→ Exercise objective:
Your reply should consist solely of the lines from the start of the material below through the line containing "x=36, y=237", reproduced exactly.
Data supplied START
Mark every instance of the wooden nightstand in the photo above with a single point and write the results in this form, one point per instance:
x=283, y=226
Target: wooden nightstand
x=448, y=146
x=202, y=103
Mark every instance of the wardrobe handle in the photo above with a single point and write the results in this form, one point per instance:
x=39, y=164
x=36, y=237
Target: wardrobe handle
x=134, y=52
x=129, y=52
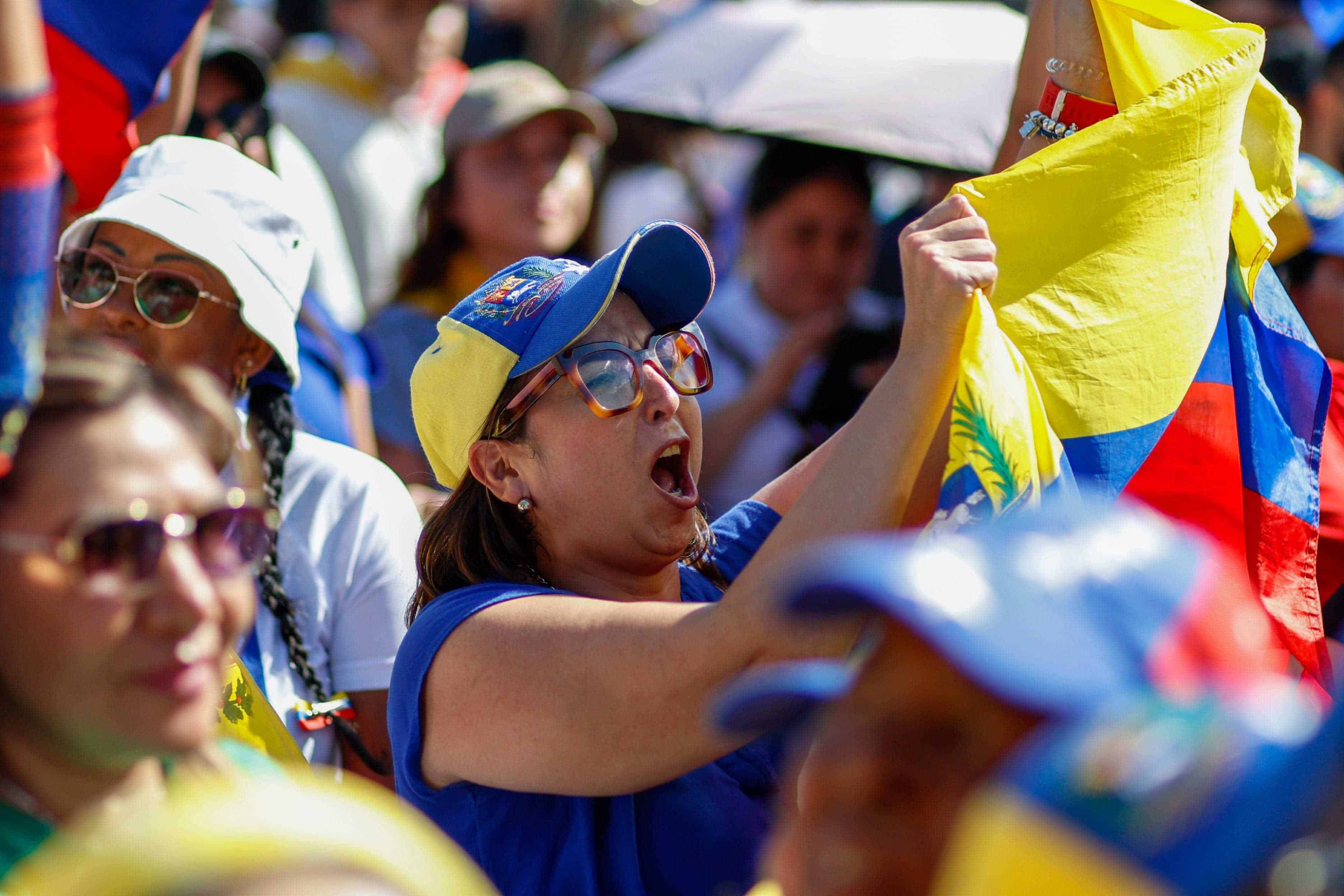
Data supplied END
→ Solution:
Mark every instance of the wooden nightstand in the photo above with a single point and write the results in this form, one point per instance:
x=283, y=226
Target: wooden nightstand
x=448, y=146
x=202, y=103
Mark every instance of the wardrobe handle in the photo above with a single point and write the results in this form, one point per instance:
x=39, y=164
x=36, y=237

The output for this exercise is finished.